Using the information:
(a) According to the Omicron hospitalization article, what was the median age of vaccinated hospitalized patients?
(b) Please copy the Omicron hospitalization article word for word, starting with "Among nearly 200,000" and going on through "received a booster.".

Given passage:
=== Begin Enclosure ===
Unvaccinated Over 10 Times More Likely To Be Hospitalized During Omicron
By Ingrid Hein
Unvaccinated adults were over 10 times more likely to be hospitalized for COVID-19 during the Omicron wave compared with those who were vaccinated and boosted, a U.S. population-based cross-sectional study showed.
Among nearly 200,000 hospitalizations recorded in the COVID-19-Associated Hospitalization Surveillance Network (COVID-NET), monthly hospitalization rates from January 2021 through April 2022 were 3.5 to 17.7 times higher in unvaccinated people versus those who were vaccinated, irrespective of booster dose status, reported Fiona Havers, MD, MHS, of the CDC, and colleagues.
Compared with individuals who were both vaccinated and had received a booster dose during the January to April Omicron wave, hospitalization rates were 10.5 times higher in those who were unvaccinated and 2.5 times higher in those who were fully vaccinated but had not received a booster.
"The study results suggest that clinicians and public health practitioners should continue to promote vaccination with all recommended doses for eligible persons," Havers and colleagues concluded.
Not surprisingly, vaccinated hospitalized patients were older than those who were unvaccinated (median age 70 vs 58), more likely to have three or more comorbidities (77.8% vs 51.6%), and had a higher likelihood of being immunosuppressed (23.3% vs 10.8%; all P<0.001).
"Persons with underlying conditions are more likely to be vaccinated, and those who were hospitalized despite vaccination may be more vulnerable to severe infection at baseline than those who are unvaccinated," the authors noted.
=== End Enclosure ===
Listed records:
=== Begin Enclosure ===
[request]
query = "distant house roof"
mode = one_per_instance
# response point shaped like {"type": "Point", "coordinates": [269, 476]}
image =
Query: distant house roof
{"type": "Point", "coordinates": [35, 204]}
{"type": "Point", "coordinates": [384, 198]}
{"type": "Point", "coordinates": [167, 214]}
=== End Enclosure ===
Responses in order:
(a) 70

(b)
Among nearly 200,000 hospitalizations recorded in the COVID-19-Associated Hospitalization Surveillance Network (COVID-NET), monthly hospitalization rates from January 2021 through April 2022 were 3.5 to 17.7 times higher in unvaccinated people versus those who were vaccinated, irrespective of booster dose status, reported Fiona Havers, MD, MHS, of the CDC, and colleagues.
Compared with individuals who were both vaccinated and had received a booster dose during the January to April Omicron wave, hospitalization rates were 10.5 times higher in those who were unvaccinated and 2.5 times higher in those who were fully vaccinated but had not received a booster.